* _EXCERPT_:
════════════════

Thermoacoustic SAR monitoring tool (TASAR)

Active Research Project
Investigator(s): 
Simone Angela Winkler, Ph.D.
Related Institute: 
Last Updated: 
June 7, 2022

The rapid and successful advancement in ultra-high field (UHF) magnetic resonance (MR) scanners (7 tesla (T) or higher) has led to improvement in the spatial and temporal resolution and the signal-to-noise ratio (SNR) per unit time of MR images. However, imaging of human-sized objects at high frequency (Larmor frequency of 1H ≥ 300 MHz) presents a key limitation quantified by an excessive radiofrequency (RF) power deposition and localized tissue heating due to the shortened in-tissue wavelength. The safety index provided by current MRI scanners is the global specific aborption rate (SAR), which measures the power delivered per mass of tissue, whereas local SAR is generally not given and hard to predict.  

To date, existing MR safety-assessment methods based on temperature or electric field measurement are unable to assess the local SAR accurately and non-invasively in vivo.  

In 2017, Winkler et al. proposed a direct SAR monitoring tool based on the thermoacoustic effect. During the RF transmission phase, the RF energy absorbed by the biological tissue increases the local temperature causing local thermal expansion, resulting in a pressure distribution that propagates through the human body as an acoustic wave. The lab’s research aims to benefit from the thermoacoustic effect to develop a setup consisting of an array of transducers to predict spatially varying local SAR patterns in vivo at 7T.

════════════════

* _ENTRIES SUPPLIED_:
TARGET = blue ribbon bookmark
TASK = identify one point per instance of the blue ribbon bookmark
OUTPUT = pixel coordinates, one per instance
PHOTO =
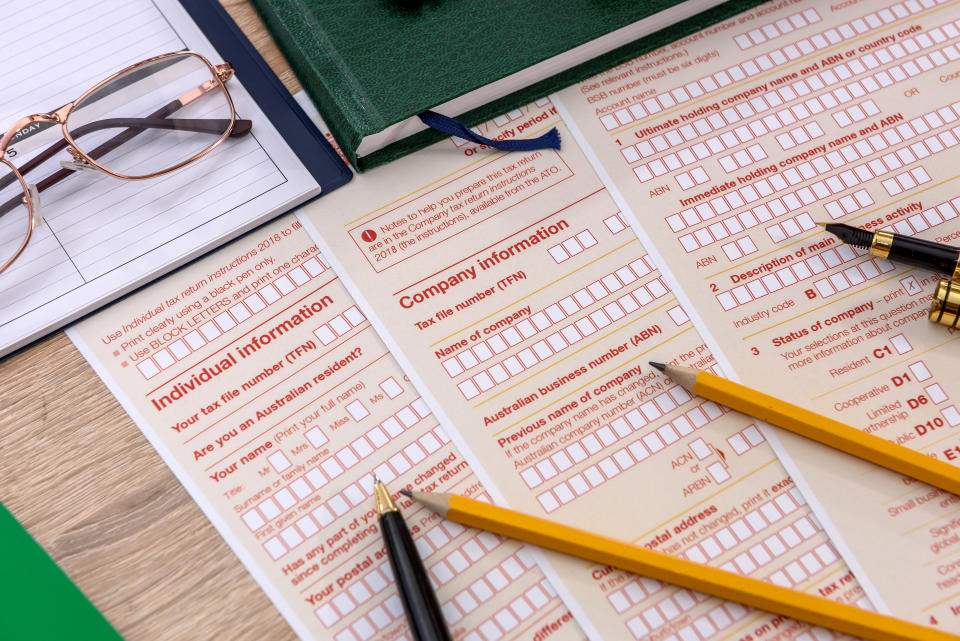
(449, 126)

════════════════

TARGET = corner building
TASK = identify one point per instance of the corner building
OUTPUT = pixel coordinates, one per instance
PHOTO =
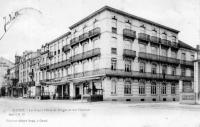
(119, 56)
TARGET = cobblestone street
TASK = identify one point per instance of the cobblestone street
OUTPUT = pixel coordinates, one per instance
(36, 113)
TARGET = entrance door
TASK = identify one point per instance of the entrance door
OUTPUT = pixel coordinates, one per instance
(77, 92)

════════════════

* _DIRECTIONS FOR THIS TASK_: Return the full thermoacoustic SAR monitoring text from above, word for word and without changes.

* _EXERCISE OUTPUT_:
Thermoacoustic SAR monitoring tool (TASAR)

Active Research Project
Investigator(s): 
Simone Angela Winkler, Ph.D.
Related Institute: 
Last Updated: 
June 7, 2022

The rapid and successful advancement in ultra-high field (UHF) magnetic resonance (MR) scanners (7 tesla (T) or higher) has led to improvement in the spatial and temporal resolution and the signal-to-noise ratio (SNR) per unit time of MR images. However, imaging of human-sized objects at high frequency (Larmor frequency of 1H ≥ 300 MHz) presents a key limitation quantified by an excessive radiofrequency (RF) power deposition and localized tissue heating due to the shortened in-tissue wavelength. The safety index provided by current MRI scanners is the global specific aborption rate (SAR), which measures the power delivered per mass of tissue, whereas local SAR is generally not given and hard to predict.  

To date, existing MR safety-assessment methods based on temperature or electric field measurement are unable to assess the local SAR accurately and non-invasively in vivo.  

In 2017, Winkler et al. proposed a direct SAR monitoring tool based on the thermoacoustic effect. During the RF transmission phase, the RF energy absorbed by the biological tissue increases the local temperature causing local thermal expansion, resulting in a pressure distribution that propagates through the human body as an acoustic wave. The lab’s research aims to benefit from the thermoacoustic effect to develop a setup consisting of an array of transducers to predict spatially varying local SAR patterns in vivo at 7T.